> Task item:
Could you restate every record below word for word?

> The data:
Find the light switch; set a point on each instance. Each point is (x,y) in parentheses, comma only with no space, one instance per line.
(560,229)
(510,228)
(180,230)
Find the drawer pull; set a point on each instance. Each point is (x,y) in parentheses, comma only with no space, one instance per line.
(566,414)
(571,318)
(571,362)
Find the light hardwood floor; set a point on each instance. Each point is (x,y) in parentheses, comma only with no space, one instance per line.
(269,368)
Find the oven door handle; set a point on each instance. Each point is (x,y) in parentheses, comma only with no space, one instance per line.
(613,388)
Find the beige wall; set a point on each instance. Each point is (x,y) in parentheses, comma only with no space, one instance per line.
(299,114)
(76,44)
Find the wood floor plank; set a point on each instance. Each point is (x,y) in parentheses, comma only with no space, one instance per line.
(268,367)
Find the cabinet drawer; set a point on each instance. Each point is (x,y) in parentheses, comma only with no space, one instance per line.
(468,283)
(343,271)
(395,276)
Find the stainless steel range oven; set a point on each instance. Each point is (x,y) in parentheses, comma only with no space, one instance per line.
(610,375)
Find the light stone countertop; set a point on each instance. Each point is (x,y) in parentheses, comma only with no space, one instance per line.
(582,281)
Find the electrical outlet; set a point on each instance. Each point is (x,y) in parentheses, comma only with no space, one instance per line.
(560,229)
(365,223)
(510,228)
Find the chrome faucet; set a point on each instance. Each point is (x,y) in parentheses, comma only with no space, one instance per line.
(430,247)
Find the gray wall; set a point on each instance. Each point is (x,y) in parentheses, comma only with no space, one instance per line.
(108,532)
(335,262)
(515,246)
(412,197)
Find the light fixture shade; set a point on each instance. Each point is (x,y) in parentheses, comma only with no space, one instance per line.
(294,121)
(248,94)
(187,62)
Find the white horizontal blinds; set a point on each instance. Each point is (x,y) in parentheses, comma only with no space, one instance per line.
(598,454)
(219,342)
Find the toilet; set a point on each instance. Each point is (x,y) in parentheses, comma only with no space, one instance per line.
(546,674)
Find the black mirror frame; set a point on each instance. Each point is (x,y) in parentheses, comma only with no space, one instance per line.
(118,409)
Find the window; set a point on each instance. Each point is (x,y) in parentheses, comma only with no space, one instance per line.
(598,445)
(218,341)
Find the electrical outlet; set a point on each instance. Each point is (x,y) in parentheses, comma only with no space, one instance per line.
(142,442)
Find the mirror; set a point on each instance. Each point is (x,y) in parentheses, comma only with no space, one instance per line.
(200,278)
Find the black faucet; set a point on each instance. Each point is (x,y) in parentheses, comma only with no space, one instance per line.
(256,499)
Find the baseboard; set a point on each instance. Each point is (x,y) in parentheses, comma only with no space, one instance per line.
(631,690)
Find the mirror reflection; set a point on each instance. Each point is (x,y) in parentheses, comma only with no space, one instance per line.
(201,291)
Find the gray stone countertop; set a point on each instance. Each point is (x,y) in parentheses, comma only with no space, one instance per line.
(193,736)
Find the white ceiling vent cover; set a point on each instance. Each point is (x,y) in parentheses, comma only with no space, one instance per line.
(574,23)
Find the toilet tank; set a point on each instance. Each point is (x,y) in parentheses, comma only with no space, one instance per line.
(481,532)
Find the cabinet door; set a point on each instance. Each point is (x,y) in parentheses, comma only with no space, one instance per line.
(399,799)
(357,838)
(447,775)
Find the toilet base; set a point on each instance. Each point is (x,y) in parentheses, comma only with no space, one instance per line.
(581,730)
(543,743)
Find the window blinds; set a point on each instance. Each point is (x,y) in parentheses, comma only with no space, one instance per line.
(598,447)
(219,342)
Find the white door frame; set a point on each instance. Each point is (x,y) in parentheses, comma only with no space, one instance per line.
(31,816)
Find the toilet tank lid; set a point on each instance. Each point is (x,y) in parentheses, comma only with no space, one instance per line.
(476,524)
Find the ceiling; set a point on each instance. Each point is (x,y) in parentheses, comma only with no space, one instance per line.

> Solution to the exercise:
Find the light switch; set a point on each instance. Each point is (x,y) in parentheses, comma only with no space, one instance per line.
(560,229)
(510,228)
(180,230)
Find the drawer pull; set a point on each instance. Each point is (x,y) in parentheses, comma only with no space, one instance per line.
(566,414)
(571,318)
(571,362)
Find the light hardwood floor; set a point on each instance. Each point is (x,y) in parentheses, comma only with no space, one instance per line.
(269,368)
Find the oven door handle; set a point on each instance. Each point is (x,y) in parentheses, comma only with no space, one instance per line.
(613,388)
Find the beige wall; set a point on each instance. Each point is (x,y) in parentheses, comma only with no space, one instance per line.
(299,114)
(76,44)
Find the wood floor plank; set a point on each instance. Each point is (x,y) in parentheses, comma only with no space, one instance per line.
(268,367)
Find the cabinet drawer; set a point on each instance. Each point is (x,y) in parentheses, comma only with no space, one instance per line.
(468,283)
(343,271)
(395,276)
Find the stainless steel range oven; set a point on each instance. Each point is (x,y) in parentheses, comma only with no space, one instance per line.
(610,375)
Find the light stone countertop; set a point on each instance. Each point is (x,y) in parentheses, comma only with no space, one instance per line.
(582,281)
Find the electrical outlet; set a point on each instance. Each point is (x,y) in parentheses, comma only with no space, one instance per line.
(560,229)
(365,223)
(510,228)
Find the chrome faucet; set a point on each instance. Each point is (x,y) in parentheses, comma only with no space, one instance per line.
(430,247)
Find the gray wall; set a point on each instance. Each point is (x,y) in parentheses, comma only with no space, one instance per line.
(108,532)
(335,262)
(515,246)
(412,197)
Find the light fixture shade; set a point on each instance. Each point is (x,y) in parentheses, comma only with no space, one instance per line.
(294,121)
(248,94)
(187,62)
Find the white horizontal blinds; set a point on each instance. Each point is (x,y) in parentheses, comma only with no space, one instance per line.
(598,454)
(219,342)
Find the toilet; set a point on each instance. Each point is (x,y) in parentheses, comma only with no space, one instance per line.
(546,674)
Find the black mirror frame; set a point on each instance. Each point is (x,y) in parentheses, comma only with no space, one instance per line.
(118,409)
Find the window; set a point on each instance. Each point is (x,y) in parentheses, comma only with no space, one instance per line.
(598,445)
(218,341)
Find the electrical outlet; set a point on each instance. Each point is (x,y) in parentheses, comma only with no space, one instance per line.
(142,442)
Find the mirror; set a point on each instance. Each point is (x,y) in parentheses, comma only with no space, one instance per line.
(200,278)
Find the black faucet; set a point on each instance. Each point is (x,y) in parentheses, comma only with no space, one instance per line.
(256,499)
Find the baseboard; set a point on each instance. Each point is (x,y) in parentheses, comma only with no space, one instance per line.
(631,690)
Find the mirror reflection; set a point on each instance. Each point is (x,y) in parentheses, comma only with no space, one instance per line.
(201,291)
Find the gray stone countertop; set a point on each instance. Each point is (x,y) in parentheses, comma only with no space, one instance per line.
(193,736)
Find the white ceiling vent cover; set a point on each instance. Each point is (x,y) in parentheses, comma only with no space, one instance per line.
(574,23)
Find the toilet tank; set a point on each instance. Each point is (x,y) in parentheses, comma only with no space, one instance per line.
(481,532)
Find the cabinet door; set a point on each instance. Each point is (x,y) in parentheses, comma only with no space, one instance per line.
(399,799)
(357,838)
(447,775)
Find the toilet base; set a point on each instance. Each point is (x,y) in parentheses, comma only with no space, one instance per line.
(581,730)
(543,743)
Find the window blinds; set a point on each instance. Each point is (x,y) in parentheses, comma only with no space, one instance per line.
(598,447)
(219,342)
Find the white door frame; set a point on each instance. Each point is (x,y) in parentheses, comma only with no space, one instance per line.
(31,816)
Find the toilet tank lid; set a point on each instance. Each point is (x,y) in parentheses, comma only with no space, one instance per line.
(476,524)
Find the ceiling; set a point on each instance. Each point is (x,y) in parentheses, comma only with no space, one instance per line.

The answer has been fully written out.